===== TEXTE SOURCE
Noce de Christine Bastin © Frédéric Iovino
"Noce" de Christine Bastin © Frédéric Iovino

« 1998 » de Thomas Lebrun ou l’art éblouissant de la transmission

En ouverture du festival Tours d’Horizon, le chorégraphe à la tête du CCN de Tours propose de remonter le temps à la découverte de pièces du répertoire créées en 1998. Un hommage tout en délicatesse à Bernard Glandier et à Christine Bastin. 

La bonne nouvelle est tombée peu de temps avant le lever de rideau. Après plusieurs années d’attente, la construction d’un nouveau bâtiment tant attendu pour le CCN de Tours, dans le site réhabilité des casernes Beaumont et Chauveau, est enfin acté par l’ensemble des financeurs. C’est donc sur un nuage que Thomas Lebrun lance la 13e édition de Tours d’Horizons, temps fort riche d’une quinzaine de proposition artistiques qui marque une fin de saison sous le signe du partage et de la transmission. Le chorégraphe ouvre le bal avec 1998, un quadriptyque plein de délicatesse conjuguant passé, présent et futur. 

Pouce ! de Bernard Glandier © Frédéric Iovino
Pouce ! de Bernard Glandier © Frédéric Iovino

En 1998, Thomas Lebrun a vingt-quatre ans. Bernard Glandier, dont il est l’un des fidèles interprètes, lui propose, alors que la maladie de Charcot le contraint déjà à se mouvoir en fauteuil roulant, de lui transmettre un de ses soli les plus emblématiques. Pouce !, créé quatre ans plutôt dans le cadre du festival de Danse au Cœur à Chartres, est un condensé de son écriture, à la fois exigeante et dénudée d’artifice. Née de la contrainte, cette pièce courte met l’homme face à l’enfermement, celui de son corps dans un espace délimité par les lumières et celui de son esprit soumis à des musiques hétéroclites et à sa propre incapacité, malgré son désir, à se libérer.
==========
===== LISTE EXTRAITE
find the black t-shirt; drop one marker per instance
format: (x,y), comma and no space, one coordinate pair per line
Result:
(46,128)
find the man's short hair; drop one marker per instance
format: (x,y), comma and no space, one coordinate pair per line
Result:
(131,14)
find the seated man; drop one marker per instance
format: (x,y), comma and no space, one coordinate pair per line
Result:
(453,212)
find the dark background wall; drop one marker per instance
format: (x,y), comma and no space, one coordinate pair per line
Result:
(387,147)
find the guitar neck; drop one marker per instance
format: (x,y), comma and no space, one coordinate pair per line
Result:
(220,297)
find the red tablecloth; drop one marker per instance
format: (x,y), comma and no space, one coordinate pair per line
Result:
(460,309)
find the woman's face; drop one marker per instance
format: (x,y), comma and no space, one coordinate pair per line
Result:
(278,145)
==========
● OBJECTIF POURSUIVI: D'après le texte source, quel âge Thomas Lebrun avait-il en 1998 ?

● VOTRE SOLUTION: Il avait vingt-quatre ans.